- What you have to do -
Please find how many lines of the data contain the string "mask", and respond with that number only.

>>

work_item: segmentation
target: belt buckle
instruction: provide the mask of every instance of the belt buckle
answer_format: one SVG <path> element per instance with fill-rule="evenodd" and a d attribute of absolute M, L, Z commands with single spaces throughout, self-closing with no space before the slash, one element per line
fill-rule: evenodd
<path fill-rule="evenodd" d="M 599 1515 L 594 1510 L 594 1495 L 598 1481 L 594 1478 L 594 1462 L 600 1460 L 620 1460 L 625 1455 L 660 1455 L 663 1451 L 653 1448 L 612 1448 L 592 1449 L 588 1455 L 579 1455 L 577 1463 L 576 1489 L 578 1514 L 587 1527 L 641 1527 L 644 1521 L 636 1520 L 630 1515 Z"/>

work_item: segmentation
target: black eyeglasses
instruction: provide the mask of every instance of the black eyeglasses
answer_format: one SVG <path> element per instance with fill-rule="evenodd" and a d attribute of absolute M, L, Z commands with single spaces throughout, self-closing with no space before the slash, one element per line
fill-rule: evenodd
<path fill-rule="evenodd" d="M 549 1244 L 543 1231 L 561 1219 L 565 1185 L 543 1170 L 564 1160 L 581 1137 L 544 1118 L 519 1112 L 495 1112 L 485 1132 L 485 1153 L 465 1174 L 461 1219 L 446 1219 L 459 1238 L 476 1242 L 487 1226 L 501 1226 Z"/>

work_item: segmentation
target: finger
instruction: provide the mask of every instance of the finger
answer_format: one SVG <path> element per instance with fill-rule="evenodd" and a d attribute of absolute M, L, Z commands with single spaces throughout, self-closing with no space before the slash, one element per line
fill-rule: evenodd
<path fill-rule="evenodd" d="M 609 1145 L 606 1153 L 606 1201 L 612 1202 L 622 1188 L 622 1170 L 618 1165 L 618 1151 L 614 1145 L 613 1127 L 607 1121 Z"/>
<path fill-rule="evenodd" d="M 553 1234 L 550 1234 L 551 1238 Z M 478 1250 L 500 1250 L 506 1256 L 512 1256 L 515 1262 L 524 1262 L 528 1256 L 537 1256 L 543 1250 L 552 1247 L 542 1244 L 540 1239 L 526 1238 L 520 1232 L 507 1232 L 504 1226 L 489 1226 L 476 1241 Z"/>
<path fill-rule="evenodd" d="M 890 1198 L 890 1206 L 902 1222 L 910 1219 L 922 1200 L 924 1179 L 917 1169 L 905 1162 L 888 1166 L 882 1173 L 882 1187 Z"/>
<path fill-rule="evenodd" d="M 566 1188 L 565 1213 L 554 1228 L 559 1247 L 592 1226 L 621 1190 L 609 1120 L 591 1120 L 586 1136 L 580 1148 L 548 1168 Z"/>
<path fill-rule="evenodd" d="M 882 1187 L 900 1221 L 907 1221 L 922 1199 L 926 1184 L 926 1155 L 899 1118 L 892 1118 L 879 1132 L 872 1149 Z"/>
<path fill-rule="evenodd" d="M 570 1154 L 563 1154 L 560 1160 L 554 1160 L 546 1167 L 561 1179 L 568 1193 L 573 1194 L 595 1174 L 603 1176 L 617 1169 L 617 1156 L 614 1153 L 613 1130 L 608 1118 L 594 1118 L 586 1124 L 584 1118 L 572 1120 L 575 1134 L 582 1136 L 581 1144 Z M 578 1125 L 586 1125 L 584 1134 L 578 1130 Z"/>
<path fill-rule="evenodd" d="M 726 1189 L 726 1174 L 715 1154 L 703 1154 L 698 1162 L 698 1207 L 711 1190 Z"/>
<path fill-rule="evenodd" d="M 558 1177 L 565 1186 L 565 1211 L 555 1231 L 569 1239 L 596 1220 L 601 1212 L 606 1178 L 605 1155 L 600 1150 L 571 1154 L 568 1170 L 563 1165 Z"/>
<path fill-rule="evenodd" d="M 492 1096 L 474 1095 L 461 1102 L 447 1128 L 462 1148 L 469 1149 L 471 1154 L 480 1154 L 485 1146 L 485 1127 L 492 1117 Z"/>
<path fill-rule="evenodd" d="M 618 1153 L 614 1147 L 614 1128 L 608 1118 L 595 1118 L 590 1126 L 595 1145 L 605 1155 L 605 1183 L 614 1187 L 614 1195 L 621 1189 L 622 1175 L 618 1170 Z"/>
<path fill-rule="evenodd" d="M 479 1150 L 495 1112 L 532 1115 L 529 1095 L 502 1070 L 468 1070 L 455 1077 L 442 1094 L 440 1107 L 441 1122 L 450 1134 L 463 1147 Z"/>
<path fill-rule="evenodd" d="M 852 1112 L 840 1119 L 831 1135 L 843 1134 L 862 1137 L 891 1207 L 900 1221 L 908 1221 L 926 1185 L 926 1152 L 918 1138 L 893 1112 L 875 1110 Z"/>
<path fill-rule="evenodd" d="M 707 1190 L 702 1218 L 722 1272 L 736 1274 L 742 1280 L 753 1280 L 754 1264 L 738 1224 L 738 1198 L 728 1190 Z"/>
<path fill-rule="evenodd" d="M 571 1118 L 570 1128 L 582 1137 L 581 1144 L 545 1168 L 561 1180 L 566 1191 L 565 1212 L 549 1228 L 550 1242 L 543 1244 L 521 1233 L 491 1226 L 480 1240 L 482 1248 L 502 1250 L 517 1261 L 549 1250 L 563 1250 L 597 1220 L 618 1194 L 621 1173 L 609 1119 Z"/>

<<

- Result -
3